[WHAT IS ASKED] Pick out every line in the data below that contains the string "tail", treating uppercase and lowercase as different, and copy each of those lines.

=== ITEMS ===

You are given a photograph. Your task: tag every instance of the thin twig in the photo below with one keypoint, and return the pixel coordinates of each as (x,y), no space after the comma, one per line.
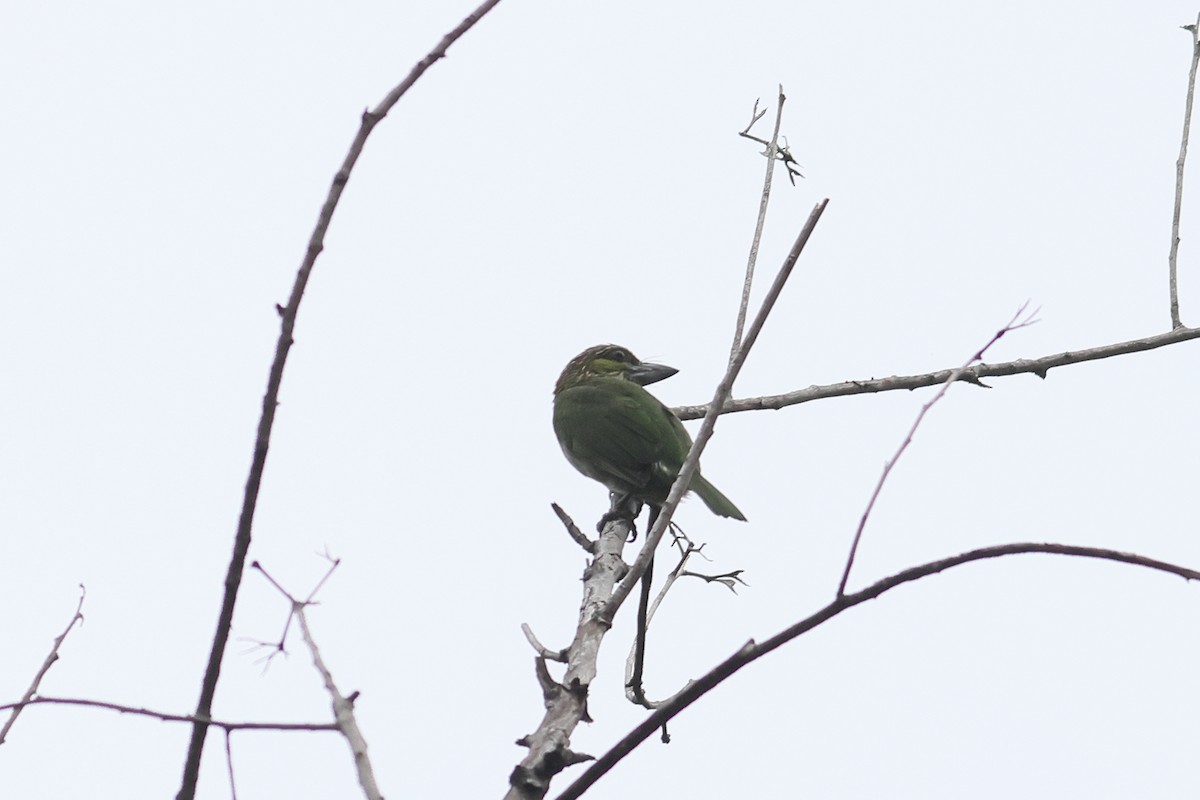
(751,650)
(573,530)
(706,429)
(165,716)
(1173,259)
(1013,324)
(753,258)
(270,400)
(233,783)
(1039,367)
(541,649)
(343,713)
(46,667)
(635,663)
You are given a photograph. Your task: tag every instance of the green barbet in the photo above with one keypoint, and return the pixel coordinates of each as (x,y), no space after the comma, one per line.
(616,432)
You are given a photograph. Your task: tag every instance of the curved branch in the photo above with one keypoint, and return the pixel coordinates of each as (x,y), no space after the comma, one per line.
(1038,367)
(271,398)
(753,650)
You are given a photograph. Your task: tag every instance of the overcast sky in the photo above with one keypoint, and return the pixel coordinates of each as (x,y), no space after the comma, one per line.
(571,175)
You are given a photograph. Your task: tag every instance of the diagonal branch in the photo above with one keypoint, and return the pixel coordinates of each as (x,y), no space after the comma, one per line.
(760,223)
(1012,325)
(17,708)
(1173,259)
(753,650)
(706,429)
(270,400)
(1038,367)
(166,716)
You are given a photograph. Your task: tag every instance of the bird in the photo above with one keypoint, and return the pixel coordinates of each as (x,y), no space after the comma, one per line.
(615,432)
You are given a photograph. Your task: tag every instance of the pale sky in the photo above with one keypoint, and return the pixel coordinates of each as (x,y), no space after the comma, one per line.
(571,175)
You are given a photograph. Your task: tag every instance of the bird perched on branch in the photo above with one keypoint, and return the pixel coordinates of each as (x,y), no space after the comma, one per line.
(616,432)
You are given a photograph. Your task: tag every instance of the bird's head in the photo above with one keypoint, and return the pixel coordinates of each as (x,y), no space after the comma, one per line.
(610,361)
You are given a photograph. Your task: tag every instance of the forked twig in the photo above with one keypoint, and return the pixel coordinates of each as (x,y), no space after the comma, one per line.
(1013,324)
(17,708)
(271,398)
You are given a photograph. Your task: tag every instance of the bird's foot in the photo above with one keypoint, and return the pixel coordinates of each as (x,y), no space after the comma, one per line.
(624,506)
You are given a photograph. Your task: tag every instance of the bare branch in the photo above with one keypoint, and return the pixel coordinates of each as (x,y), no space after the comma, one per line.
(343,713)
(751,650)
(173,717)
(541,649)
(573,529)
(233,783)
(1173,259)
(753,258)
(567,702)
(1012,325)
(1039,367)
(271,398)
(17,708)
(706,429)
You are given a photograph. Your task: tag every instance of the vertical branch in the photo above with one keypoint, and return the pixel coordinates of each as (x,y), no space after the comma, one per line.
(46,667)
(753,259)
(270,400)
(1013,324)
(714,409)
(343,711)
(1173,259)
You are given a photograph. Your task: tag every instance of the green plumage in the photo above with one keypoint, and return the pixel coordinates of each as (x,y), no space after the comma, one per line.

===
=== ITEMS ===

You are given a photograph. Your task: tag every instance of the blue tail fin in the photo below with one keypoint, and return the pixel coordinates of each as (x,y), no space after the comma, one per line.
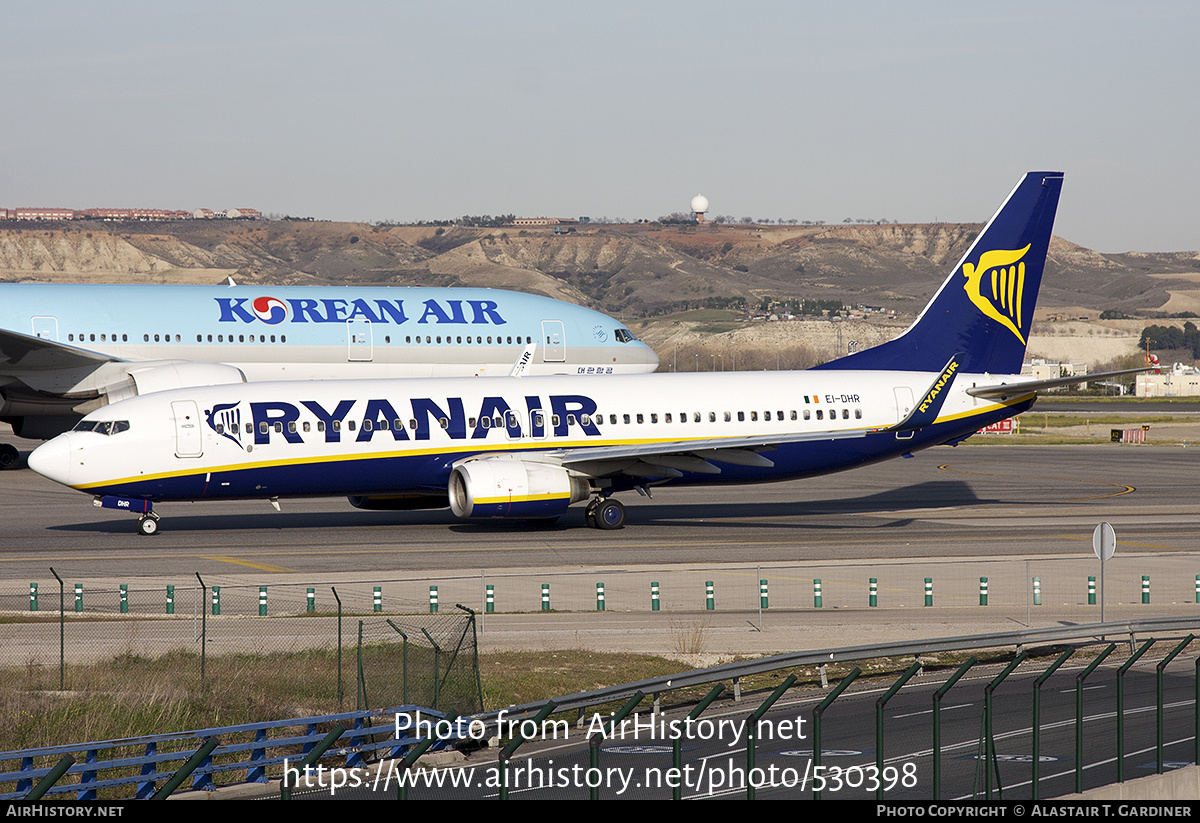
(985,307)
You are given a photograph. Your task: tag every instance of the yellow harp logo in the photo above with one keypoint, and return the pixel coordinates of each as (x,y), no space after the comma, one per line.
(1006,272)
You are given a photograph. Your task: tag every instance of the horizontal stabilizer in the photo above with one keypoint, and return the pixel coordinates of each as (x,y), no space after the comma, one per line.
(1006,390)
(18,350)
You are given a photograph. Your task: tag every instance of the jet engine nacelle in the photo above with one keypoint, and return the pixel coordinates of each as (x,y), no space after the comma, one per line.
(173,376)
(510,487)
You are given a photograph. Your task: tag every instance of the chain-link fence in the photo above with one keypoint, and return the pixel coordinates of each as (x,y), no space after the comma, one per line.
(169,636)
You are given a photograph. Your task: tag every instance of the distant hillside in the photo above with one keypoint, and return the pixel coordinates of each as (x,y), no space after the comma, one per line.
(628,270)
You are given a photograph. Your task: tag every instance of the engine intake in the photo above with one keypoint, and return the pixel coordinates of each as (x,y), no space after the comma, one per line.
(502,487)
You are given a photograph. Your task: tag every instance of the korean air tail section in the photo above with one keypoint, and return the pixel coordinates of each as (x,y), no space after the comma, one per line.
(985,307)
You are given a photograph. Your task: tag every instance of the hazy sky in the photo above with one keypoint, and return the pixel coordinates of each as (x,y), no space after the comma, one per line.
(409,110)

===
=== ITEMS ===

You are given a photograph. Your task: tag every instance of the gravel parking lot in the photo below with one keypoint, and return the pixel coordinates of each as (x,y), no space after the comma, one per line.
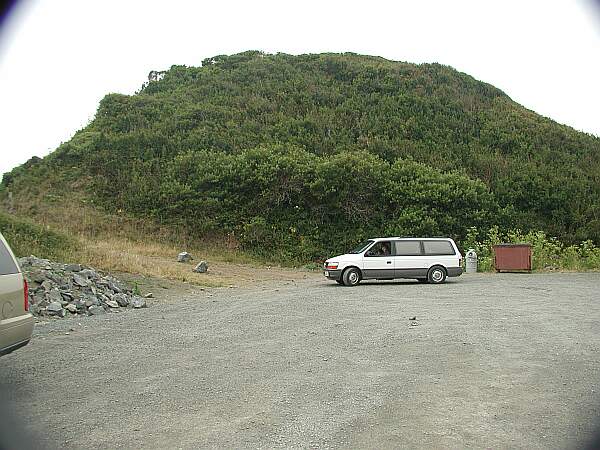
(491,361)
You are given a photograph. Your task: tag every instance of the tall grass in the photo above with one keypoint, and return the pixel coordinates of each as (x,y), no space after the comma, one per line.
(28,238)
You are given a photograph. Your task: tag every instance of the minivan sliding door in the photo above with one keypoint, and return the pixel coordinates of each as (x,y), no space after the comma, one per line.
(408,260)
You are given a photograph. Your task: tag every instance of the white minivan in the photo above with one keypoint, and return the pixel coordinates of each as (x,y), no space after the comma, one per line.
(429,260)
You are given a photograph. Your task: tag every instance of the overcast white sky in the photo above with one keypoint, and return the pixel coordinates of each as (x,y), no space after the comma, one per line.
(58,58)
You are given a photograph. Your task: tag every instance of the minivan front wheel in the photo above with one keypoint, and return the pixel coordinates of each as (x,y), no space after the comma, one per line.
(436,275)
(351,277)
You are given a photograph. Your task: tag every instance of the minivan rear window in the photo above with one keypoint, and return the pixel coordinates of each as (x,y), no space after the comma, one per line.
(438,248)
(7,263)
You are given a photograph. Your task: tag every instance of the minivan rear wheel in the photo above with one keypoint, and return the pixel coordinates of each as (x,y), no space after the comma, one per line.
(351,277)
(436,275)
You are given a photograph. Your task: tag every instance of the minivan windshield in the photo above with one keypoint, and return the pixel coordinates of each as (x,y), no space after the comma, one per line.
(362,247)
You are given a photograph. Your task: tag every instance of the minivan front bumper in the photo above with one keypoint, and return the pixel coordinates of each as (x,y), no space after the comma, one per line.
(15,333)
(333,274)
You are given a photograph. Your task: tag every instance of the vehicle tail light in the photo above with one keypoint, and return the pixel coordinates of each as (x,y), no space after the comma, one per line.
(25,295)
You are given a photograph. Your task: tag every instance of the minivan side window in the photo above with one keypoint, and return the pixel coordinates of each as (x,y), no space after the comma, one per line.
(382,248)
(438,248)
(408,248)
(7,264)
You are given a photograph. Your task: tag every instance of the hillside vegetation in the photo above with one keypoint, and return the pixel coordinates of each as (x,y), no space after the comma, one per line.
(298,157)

===

[REPLY TO THE EXERCISE]
You are given a photograph. Your task: tag every instance of the blue tail fin in the photo below with one keypoint, and return the pixel coordinates of each as (x,y), no space after the comma, one per line.
You are given a photograph. Your task: tag every instance of the korean air tail section in the photo above with one keypoint, and return the pixel coordinates of each as (x,y), no space after the comma, one per line.
You are given a photograph. Your task: tag every instance of the vehicle tail light in the photo above with one keypoint, and return the pixel coordinates of each as (x,y), no space after the comma, one per line.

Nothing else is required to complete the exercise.